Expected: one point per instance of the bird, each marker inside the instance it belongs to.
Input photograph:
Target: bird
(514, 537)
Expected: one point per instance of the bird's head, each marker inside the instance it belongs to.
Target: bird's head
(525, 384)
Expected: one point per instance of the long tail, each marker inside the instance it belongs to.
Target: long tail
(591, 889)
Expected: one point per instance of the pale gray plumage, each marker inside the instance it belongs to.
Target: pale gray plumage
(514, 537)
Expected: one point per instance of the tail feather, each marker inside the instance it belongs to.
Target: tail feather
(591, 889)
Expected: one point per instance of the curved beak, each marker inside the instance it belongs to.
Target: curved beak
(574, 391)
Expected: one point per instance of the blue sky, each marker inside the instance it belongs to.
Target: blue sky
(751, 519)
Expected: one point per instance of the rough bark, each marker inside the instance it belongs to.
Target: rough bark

> **HOW TO COMPLETE THIS TASK**: Please output the entire listing exactly as it stands.

> **ANSWER BELOW**:
Expected: one point per instance of the bird, each marker inside the instance it belongs to.
Input photograph:
Target: bird
(514, 537)
Expected: one point per instance of the bird's head, each marker inside the instance it belongs to.
Target: bird's head
(525, 384)
Expected: one point per instance of the long tail, each marker inside the instance it belongs to.
Target: long tail
(591, 889)
Expected: one point per instance of the pale gray plumage, each marker inside the instance it belongs to.
Target: pale gray plumage
(514, 537)
Expected: one point per instance of the tail feather, each marker inside the instance it belongs to.
Target: tail feather
(591, 889)
Expected: one point per instance of the curved beak, each marker inside the instance it belongs to.
Target: curved beak
(574, 391)
Expected: one point per instance of the blue sky, each marker inside the instance it belongs to.
Target: blue sky
(751, 519)
Expected: one point per instance of the rough bark, each marker inside the instance it belongs to.
Target: rough bark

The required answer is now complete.